(Named-object pointing data)
##############################
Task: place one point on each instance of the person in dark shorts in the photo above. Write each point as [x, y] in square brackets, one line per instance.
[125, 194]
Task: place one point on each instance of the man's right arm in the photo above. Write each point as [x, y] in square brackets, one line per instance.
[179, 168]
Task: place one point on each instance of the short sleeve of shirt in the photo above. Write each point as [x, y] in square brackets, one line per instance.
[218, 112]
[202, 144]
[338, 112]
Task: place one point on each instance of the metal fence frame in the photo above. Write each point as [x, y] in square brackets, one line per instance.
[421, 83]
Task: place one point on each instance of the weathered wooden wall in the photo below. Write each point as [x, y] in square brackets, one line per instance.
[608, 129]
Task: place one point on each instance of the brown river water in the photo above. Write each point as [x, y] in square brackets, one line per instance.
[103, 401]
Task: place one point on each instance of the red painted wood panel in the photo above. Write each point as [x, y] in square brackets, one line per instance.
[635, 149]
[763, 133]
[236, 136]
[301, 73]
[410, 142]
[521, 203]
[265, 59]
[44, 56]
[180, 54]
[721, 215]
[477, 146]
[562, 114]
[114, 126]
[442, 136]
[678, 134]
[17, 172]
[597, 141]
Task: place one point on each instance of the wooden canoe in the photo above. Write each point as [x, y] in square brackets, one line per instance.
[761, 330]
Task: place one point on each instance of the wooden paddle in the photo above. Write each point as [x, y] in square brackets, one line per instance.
##############################
**Stated goal**
Output all of the data above as a numbered list, skipping any blank lines.

**Solved exercise**
1. Task: place one point on each instance of the person in dark shorts in the photo above. Write each point as [x, y] in square brackets, one line per instance.
2. [125, 194]
3. Task: place one point on each instance of the man's right arm in the photo above. Write each point as [x, y] in square brackets, one line per instance.
4. [179, 168]
5. Task: place one point on each instance of the short sleeve of shirt in the photo above. Write each point as [x, y] in square brackets, one line per instance.
6. [218, 112]
7. [202, 144]
8. [338, 112]
9. Task: place one point on each instance of the metal fence frame in the photo above. Write each point as [x, y] in square brackets, one line per instance.
10. [421, 83]
11. Task: place one point on each instance of the weathered wooden wall in the photo below. Write each point as [x, y] in square brackets, one line per instance.
12. [608, 129]
13. Task: place one point on each instance of the brown river water in the photo above. Write each point as [x, y] in square brackets, one line per instance.
14. [103, 401]
15. Task: place one point on each instance of the red painted wood panel in the photo above. Write each point as [x, y] in square brackets, one line per instance.
16. [635, 149]
17. [763, 133]
18. [236, 136]
19. [301, 73]
20. [410, 142]
21. [521, 203]
22. [265, 59]
23. [44, 56]
24. [180, 54]
25. [721, 215]
26. [477, 146]
27. [562, 114]
28. [114, 126]
29. [442, 136]
30. [678, 134]
31. [17, 172]
32. [597, 141]
33. Task: place one point on each instance of the wooden canoe in the photo above. Write each point as [x, y] in square brackets, one line per instance.
34. [761, 330]
35. Task: place one point on each instance of the wooden paddle in the photo above. Write each point as [x, y] in square brackets, one line per instance.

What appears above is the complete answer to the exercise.